* BEGIN *

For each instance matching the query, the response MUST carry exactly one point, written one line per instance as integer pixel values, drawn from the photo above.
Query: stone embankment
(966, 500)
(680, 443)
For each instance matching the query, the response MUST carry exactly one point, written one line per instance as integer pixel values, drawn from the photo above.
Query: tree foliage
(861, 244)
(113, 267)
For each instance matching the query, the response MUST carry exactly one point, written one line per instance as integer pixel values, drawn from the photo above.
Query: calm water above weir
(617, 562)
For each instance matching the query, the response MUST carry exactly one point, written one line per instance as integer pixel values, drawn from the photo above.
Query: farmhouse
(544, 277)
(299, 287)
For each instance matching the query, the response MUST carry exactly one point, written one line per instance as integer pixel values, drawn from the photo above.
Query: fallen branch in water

* END *

Required work:
Reproduce all of the records above word for word, keeping every line in its original order.

Written solution:
For each instance matching the query, the response MUST carry exactly one point, written one line per instance as integer pixel values, drawn from the photo above.
Query: stone embankment
(966, 500)
(680, 443)
For each instance matching the query, the response MUST carry exactly one point, written one line per instance as integer pixel values, drawn from the photo above.
Query: tree foliage
(861, 244)
(113, 267)
For each instance matching the query, the response MUST carry exactly one point, written one line per instance as integer pixel values, drawn from the photo above.
Query: calm water above weir
(617, 562)
For each instance matching the query, the response MUST carry exactly one point, written one line per instance as integer pixel values, drawn from the photo above.
Query: farmhouse
(544, 277)
(299, 287)
For each instance matching the query, the response MUST carry exactly one point, written one line per instance as integer pixel values, drawn from the photo above.
Query: fallen branch in water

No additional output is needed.